_JOB:_ Repeat exactly the lines that run from the one containing "the shrub, and" to the end of the data, and leave out all others.

_ENTRIES SHOWN:_

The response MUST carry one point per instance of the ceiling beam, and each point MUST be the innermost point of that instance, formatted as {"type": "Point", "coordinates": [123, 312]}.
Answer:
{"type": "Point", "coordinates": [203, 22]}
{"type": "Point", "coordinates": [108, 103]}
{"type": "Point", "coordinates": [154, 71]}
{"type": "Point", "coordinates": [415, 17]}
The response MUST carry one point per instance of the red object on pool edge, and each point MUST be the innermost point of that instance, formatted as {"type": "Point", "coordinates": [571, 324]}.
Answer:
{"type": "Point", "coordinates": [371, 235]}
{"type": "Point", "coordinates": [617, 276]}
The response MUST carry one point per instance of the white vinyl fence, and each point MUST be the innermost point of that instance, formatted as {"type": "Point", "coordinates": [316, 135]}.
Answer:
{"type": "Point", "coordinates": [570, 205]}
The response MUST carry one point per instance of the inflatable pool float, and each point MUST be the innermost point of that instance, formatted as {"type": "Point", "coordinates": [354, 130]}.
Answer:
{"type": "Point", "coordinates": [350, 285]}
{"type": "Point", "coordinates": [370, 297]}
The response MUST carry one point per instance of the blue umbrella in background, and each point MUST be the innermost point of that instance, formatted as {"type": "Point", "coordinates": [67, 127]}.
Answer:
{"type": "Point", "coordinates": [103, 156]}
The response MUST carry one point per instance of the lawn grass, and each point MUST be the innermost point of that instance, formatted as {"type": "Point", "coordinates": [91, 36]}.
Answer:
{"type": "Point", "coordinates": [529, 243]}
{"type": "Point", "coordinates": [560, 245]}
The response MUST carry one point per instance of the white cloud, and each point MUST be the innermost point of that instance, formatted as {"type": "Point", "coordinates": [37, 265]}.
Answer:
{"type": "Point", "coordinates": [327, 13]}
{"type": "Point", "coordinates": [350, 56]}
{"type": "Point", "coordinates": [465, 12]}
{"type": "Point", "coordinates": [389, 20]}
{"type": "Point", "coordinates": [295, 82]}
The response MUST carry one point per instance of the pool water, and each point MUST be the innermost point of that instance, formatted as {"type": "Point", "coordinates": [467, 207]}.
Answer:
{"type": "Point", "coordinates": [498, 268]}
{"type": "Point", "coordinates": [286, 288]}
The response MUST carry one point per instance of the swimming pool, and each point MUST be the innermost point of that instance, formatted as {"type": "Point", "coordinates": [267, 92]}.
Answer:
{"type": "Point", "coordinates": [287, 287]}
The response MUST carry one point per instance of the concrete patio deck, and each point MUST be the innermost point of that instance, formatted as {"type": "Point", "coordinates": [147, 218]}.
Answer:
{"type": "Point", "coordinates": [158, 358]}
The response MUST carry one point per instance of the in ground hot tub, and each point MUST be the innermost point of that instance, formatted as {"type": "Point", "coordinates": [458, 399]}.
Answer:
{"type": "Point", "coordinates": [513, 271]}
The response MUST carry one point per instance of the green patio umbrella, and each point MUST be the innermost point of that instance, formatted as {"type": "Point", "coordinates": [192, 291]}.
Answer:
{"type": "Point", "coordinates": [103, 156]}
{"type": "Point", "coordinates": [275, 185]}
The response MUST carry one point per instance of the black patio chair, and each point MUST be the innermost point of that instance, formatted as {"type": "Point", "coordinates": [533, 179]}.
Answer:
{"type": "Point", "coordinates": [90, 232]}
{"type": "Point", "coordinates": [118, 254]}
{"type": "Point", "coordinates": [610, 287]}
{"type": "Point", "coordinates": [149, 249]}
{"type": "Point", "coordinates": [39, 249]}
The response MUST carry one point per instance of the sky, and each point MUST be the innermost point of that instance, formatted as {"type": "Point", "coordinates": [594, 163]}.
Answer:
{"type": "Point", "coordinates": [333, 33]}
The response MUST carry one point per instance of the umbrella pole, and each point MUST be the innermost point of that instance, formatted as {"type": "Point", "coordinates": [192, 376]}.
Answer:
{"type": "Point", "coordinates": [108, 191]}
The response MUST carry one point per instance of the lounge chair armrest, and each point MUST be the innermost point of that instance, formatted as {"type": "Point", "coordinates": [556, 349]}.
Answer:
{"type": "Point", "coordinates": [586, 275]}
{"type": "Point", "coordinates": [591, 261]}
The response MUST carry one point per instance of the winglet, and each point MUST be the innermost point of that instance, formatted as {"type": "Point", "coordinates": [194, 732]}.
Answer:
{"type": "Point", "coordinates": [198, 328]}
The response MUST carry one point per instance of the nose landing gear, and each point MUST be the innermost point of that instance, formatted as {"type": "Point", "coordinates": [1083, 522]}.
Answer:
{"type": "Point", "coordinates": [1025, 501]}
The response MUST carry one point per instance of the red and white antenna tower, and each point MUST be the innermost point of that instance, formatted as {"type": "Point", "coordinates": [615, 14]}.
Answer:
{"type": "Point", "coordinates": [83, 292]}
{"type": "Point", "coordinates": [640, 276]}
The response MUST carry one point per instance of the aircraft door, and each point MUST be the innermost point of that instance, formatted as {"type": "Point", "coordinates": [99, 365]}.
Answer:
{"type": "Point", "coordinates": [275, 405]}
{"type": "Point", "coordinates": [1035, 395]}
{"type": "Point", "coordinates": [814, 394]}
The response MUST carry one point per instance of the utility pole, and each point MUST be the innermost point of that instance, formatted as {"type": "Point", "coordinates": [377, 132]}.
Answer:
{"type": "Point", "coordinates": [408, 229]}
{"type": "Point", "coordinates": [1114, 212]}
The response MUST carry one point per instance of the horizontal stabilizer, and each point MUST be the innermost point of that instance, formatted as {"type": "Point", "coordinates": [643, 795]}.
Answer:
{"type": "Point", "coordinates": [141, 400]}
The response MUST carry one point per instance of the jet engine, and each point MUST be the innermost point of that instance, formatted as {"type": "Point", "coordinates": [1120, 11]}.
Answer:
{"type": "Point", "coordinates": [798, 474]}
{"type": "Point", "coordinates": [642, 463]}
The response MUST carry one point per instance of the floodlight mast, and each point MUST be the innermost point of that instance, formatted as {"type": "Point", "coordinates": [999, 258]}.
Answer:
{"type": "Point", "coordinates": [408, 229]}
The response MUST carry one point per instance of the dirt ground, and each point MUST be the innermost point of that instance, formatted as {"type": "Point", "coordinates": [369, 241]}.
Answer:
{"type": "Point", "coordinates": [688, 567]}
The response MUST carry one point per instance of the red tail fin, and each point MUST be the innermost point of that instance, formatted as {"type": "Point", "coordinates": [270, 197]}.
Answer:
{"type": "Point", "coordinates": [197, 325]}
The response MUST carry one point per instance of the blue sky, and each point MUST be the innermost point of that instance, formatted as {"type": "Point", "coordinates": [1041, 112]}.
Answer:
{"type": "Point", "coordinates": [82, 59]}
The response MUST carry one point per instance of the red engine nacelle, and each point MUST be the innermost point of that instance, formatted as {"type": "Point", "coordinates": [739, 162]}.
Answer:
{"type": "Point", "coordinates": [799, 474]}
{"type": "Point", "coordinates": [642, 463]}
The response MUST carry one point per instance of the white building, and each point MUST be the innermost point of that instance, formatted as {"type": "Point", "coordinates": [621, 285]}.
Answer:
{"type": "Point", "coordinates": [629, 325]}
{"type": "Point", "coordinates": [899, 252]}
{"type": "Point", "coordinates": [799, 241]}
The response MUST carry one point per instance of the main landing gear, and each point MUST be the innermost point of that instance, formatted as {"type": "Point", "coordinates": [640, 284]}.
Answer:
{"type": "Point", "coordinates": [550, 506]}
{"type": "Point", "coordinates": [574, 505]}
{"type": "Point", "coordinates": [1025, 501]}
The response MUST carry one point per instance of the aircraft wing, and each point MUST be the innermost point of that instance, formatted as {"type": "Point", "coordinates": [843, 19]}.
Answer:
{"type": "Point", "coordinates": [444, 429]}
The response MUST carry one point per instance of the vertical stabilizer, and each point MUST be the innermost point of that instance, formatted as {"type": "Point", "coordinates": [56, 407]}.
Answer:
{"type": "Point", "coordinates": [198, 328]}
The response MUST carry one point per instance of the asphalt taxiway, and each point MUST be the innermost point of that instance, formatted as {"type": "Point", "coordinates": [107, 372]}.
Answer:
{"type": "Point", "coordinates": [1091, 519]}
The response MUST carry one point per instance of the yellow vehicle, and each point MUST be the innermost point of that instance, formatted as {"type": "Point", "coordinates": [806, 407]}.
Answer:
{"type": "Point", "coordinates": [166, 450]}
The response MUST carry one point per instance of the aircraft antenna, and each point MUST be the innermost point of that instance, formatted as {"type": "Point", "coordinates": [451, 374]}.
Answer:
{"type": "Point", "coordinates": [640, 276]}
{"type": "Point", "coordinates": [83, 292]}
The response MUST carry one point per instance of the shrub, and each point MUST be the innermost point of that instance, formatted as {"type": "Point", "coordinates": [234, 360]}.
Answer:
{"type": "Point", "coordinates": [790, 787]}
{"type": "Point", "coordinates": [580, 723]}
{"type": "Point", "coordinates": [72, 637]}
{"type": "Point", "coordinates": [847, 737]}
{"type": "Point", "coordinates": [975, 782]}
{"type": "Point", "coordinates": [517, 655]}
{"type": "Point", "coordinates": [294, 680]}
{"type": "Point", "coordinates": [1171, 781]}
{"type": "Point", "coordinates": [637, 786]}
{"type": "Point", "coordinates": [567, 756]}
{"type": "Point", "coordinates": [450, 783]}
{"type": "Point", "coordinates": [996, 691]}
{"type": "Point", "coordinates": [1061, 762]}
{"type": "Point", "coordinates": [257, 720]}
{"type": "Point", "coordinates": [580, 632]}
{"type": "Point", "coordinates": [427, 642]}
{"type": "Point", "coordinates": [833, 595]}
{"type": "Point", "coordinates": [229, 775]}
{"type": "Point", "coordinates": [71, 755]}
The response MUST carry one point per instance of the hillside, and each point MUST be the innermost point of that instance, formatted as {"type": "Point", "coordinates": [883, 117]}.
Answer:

_SOLUTION TO THIS EXERCISE:_
The response MUST carry one point per instance of the shrub, and each point MUST be the innermost point of that instance, formatted as {"type": "Point", "coordinates": [234, 360]}.
Answer:
{"type": "Point", "coordinates": [790, 787]}
{"type": "Point", "coordinates": [580, 723]}
{"type": "Point", "coordinates": [72, 637]}
{"type": "Point", "coordinates": [847, 737]}
{"type": "Point", "coordinates": [975, 782]}
{"type": "Point", "coordinates": [517, 655]}
{"type": "Point", "coordinates": [294, 680]}
{"type": "Point", "coordinates": [1171, 781]}
{"type": "Point", "coordinates": [637, 786]}
{"type": "Point", "coordinates": [567, 756]}
{"type": "Point", "coordinates": [450, 783]}
{"type": "Point", "coordinates": [996, 691]}
{"type": "Point", "coordinates": [1061, 762]}
{"type": "Point", "coordinates": [257, 720]}
{"type": "Point", "coordinates": [580, 632]}
{"type": "Point", "coordinates": [427, 642]}
{"type": "Point", "coordinates": [833, 595]}
{"type": "Point", "coordinates": [229, 775]}
{"type": "Point", "coordinates": [71, 755]}
The response MUST carry one point per instance of the hillside, and each point MUST be the innermost point of that instance, formatted as {"type": "Point", "coordinates": [883, 117]}.
Answer:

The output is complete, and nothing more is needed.